» RECORDS TO USE:

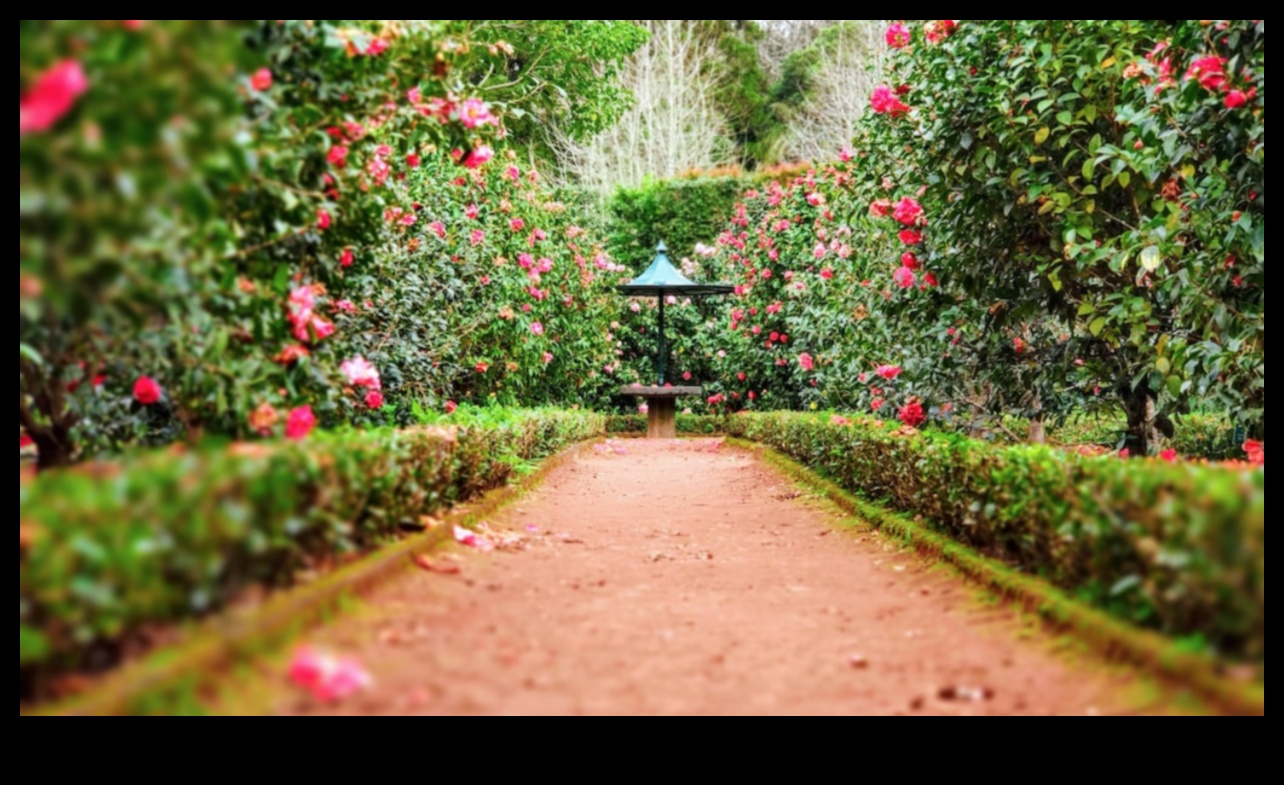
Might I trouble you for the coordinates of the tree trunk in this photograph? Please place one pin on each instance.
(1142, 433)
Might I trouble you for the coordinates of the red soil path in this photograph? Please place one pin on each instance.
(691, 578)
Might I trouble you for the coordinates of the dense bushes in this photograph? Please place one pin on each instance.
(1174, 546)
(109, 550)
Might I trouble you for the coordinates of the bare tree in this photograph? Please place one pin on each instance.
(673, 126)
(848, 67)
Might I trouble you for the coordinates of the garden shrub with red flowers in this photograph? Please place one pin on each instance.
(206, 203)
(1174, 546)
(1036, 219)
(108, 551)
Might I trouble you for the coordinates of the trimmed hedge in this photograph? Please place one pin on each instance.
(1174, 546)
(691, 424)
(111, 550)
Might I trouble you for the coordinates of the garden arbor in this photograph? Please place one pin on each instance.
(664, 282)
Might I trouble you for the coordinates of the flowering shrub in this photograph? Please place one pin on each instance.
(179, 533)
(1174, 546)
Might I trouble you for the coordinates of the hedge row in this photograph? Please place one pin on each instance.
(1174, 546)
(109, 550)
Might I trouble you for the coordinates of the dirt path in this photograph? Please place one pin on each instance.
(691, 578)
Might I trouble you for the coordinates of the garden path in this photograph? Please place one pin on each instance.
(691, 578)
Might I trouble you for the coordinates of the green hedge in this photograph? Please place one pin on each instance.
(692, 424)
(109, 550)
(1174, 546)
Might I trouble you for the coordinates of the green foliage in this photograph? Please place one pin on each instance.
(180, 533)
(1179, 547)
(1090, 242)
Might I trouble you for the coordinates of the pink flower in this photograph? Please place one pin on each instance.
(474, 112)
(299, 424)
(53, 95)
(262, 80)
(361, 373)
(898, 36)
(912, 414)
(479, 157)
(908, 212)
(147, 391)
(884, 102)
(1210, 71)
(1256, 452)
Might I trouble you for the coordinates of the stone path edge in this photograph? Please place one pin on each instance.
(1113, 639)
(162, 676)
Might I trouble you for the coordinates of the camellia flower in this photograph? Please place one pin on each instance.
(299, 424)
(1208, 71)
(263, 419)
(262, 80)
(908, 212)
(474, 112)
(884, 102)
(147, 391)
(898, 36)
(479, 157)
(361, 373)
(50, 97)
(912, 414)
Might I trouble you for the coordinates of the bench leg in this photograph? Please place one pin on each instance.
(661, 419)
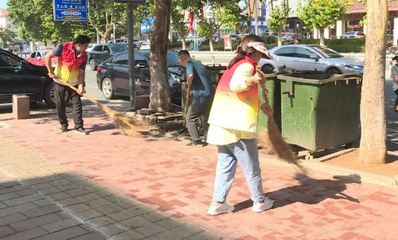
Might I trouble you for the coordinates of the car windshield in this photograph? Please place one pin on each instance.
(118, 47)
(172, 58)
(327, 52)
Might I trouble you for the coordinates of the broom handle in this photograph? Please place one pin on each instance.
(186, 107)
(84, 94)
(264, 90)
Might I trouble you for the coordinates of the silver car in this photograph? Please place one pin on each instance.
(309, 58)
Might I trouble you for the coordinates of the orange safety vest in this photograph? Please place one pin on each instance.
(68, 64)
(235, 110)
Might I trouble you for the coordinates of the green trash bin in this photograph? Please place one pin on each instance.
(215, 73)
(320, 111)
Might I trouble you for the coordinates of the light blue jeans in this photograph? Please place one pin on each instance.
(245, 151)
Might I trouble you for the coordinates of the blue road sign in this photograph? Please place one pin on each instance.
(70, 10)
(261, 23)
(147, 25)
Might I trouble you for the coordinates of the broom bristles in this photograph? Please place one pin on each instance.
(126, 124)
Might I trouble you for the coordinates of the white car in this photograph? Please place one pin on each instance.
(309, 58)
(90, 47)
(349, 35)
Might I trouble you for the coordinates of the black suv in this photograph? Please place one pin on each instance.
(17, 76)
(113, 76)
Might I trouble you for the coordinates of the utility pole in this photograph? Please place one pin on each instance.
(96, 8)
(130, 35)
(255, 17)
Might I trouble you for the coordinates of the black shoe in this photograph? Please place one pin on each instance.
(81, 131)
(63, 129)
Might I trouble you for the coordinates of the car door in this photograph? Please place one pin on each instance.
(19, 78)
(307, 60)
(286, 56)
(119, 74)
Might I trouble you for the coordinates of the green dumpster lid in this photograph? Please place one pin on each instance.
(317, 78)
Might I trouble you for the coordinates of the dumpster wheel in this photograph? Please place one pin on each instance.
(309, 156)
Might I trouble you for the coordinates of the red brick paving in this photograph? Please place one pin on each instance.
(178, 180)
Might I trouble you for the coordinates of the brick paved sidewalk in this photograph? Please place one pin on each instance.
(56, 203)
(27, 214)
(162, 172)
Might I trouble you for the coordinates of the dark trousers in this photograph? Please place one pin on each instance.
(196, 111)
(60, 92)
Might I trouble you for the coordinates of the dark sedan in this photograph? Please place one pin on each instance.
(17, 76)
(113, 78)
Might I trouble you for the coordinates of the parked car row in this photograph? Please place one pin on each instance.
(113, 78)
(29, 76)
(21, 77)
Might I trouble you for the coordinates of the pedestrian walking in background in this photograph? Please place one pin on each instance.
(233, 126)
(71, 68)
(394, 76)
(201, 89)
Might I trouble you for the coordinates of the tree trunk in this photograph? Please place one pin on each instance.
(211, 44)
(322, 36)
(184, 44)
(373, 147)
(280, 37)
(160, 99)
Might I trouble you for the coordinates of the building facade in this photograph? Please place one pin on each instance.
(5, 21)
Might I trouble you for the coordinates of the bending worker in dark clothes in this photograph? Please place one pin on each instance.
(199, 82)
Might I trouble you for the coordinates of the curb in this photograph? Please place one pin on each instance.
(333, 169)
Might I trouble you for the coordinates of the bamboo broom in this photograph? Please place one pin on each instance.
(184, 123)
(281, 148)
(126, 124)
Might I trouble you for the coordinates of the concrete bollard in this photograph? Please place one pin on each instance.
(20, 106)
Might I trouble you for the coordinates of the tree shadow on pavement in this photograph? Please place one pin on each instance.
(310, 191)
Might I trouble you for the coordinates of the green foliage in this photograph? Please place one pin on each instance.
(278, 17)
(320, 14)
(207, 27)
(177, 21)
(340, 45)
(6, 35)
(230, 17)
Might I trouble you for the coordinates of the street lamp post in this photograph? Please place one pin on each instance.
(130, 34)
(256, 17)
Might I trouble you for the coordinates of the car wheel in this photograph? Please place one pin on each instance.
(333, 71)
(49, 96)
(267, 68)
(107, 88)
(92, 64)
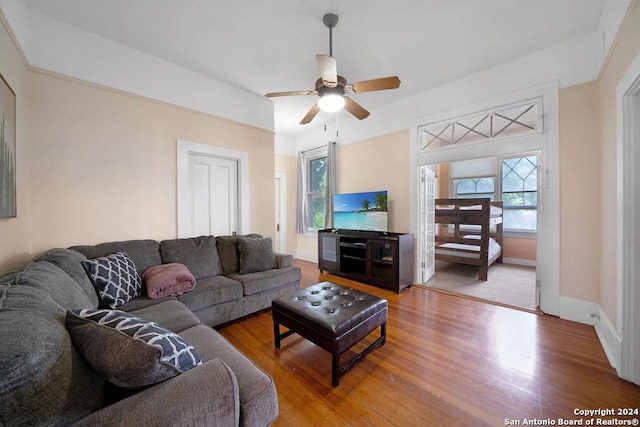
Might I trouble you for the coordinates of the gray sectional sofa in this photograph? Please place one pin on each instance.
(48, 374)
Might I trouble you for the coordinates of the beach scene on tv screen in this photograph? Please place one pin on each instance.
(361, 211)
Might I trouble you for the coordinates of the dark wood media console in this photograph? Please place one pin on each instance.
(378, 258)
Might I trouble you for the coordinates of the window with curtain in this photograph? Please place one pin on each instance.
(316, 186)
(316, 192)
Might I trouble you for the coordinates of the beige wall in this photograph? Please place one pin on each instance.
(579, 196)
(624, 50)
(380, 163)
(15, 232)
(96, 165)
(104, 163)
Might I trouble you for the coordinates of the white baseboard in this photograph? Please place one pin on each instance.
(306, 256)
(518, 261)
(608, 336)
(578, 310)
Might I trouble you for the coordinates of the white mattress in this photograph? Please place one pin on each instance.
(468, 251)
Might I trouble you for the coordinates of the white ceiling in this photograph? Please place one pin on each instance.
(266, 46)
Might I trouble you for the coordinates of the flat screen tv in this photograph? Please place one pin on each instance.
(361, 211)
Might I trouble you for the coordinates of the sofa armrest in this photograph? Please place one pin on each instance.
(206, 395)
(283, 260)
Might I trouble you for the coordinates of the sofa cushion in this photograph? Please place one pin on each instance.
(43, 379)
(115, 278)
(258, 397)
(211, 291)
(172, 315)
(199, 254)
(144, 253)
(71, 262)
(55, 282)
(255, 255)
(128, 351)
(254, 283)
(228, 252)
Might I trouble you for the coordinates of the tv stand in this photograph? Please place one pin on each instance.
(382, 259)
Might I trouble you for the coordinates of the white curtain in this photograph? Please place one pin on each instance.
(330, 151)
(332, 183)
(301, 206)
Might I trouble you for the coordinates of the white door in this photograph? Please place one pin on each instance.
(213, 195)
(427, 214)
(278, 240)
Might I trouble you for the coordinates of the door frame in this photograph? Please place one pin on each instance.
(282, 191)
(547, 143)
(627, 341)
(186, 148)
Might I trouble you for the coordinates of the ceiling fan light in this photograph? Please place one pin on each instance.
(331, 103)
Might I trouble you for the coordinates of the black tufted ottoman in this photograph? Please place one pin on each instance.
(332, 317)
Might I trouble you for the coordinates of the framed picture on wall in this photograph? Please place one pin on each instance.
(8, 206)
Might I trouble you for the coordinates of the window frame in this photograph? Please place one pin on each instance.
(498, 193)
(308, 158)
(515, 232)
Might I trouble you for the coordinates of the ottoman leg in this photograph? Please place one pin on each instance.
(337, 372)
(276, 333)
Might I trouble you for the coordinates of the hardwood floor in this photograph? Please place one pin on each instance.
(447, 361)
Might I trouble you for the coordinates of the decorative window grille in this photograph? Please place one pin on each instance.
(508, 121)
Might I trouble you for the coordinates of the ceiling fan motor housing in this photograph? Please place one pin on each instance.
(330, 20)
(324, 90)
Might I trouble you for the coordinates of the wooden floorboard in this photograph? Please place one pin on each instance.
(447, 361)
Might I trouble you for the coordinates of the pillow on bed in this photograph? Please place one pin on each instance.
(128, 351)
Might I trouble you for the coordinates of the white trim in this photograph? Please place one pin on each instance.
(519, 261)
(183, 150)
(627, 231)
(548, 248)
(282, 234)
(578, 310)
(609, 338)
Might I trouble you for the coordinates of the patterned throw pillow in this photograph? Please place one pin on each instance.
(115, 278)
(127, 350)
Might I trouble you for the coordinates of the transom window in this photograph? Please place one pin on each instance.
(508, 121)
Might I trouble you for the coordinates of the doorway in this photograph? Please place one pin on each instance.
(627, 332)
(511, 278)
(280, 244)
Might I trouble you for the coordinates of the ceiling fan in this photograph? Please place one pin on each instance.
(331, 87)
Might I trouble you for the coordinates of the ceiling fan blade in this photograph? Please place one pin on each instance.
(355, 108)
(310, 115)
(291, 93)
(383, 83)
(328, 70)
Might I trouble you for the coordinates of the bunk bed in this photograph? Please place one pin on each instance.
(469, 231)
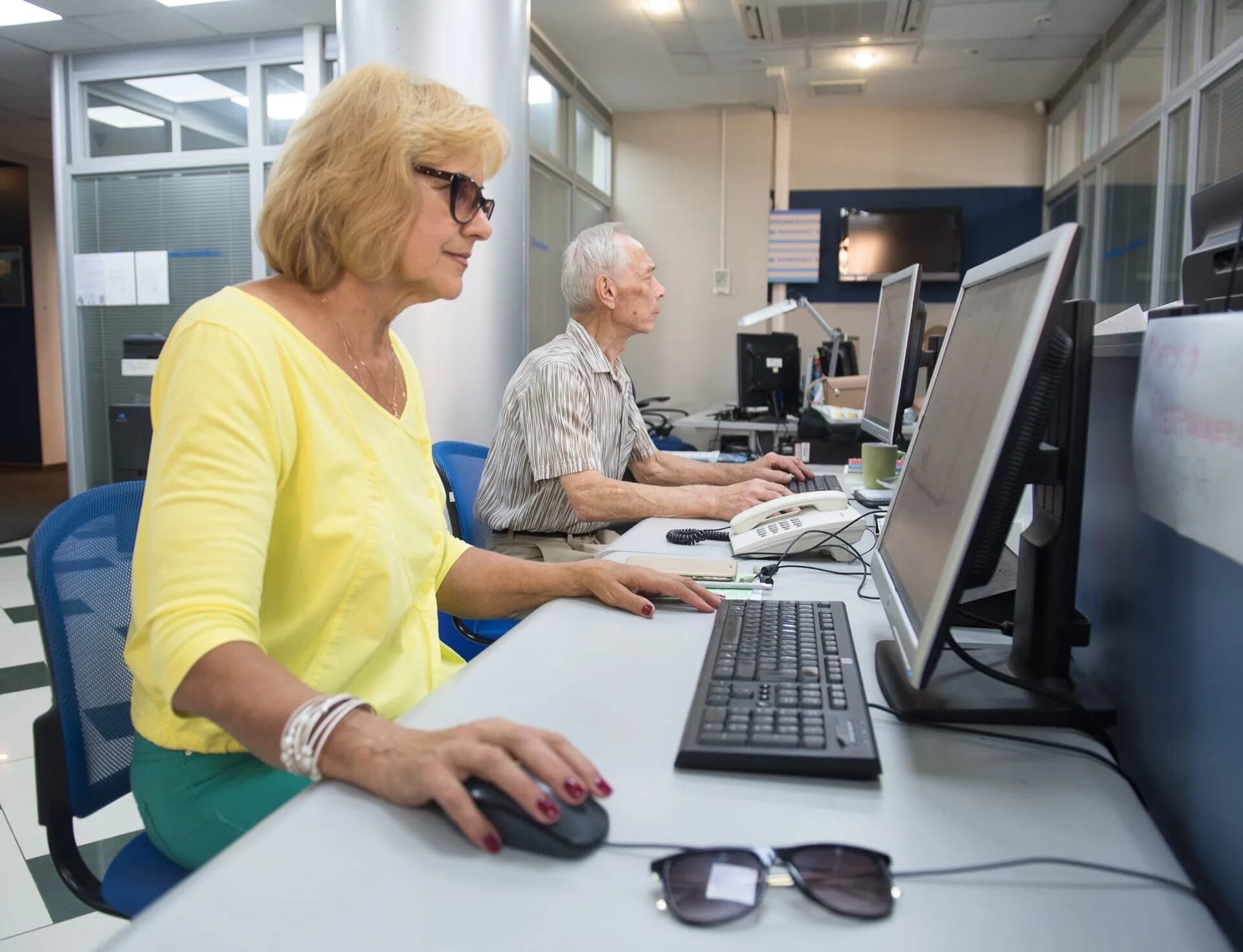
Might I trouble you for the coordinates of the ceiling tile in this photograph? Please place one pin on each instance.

» EXERCISE: Copy the lines above, from the very first one down through the line containing "(1090, 242)", including both ends, and leave the pictures out.

» THE RESULT:
Might I trouble you for the coordinates of the tree trunk in this photograph? Please place one pin on each instance.
(1142, 433)
Might I trouble you for the coordinates of the red soil path in this photograph? Please place one pin on each instance.
(691, 578)
Might I trouble you for the coordinates of the dense bushes in this photograph? Please place one pin on each instance.
(1174, 546)
(109, 550)
Might I trouble you for the coordinates of the bare tree in this photograph? Please place one pin on each instance.
(673, 126)
(848, 67)
Might I trouble you for the coordinates of the garden shrub with red flowers in this photograph? Please place one pin on each instance.
(206, 203)
(1174, 546)
(1036, 219)
(108, 551)
Might I trouble you for the coordinates of the trimmed hedge in this photograph? Please place one pin on each instance.
(1174, 546)
(691, 424)
(111, 550)
Might I trouble you for the coordinates of the garden arbor in this photograph? Please place one pin on each instance.
(664, 282)
Might I trouble you for the coordinates of the flowering shrub in this photograph? Please place one pin on each instance.
(179, 533)
(1174, 546)
Might I trouble you for the coordinates of the hedge row in this photograph? Please place one pin on each instance.
(1174, 546)
(109, 550)
Might I trouble you for the coordinates of the dirt path in this photograph? Please place one pin on each instance.
(691, 578)
Might I trouble you for the coordinates of the garden path in this photograph? Please place one pin on each instance.
(691, 578)
Might I trouble you for the coordinates of the green hedge in this photograph? Please place one pin on each instance.
(692, 424)
(109, 550)
(1174, 546)
Might I trouble you for the coordinates of the green foliage in this photograph? Please place one pin on each instance.
(180, 533)
(1179, 547)
(1090, 242)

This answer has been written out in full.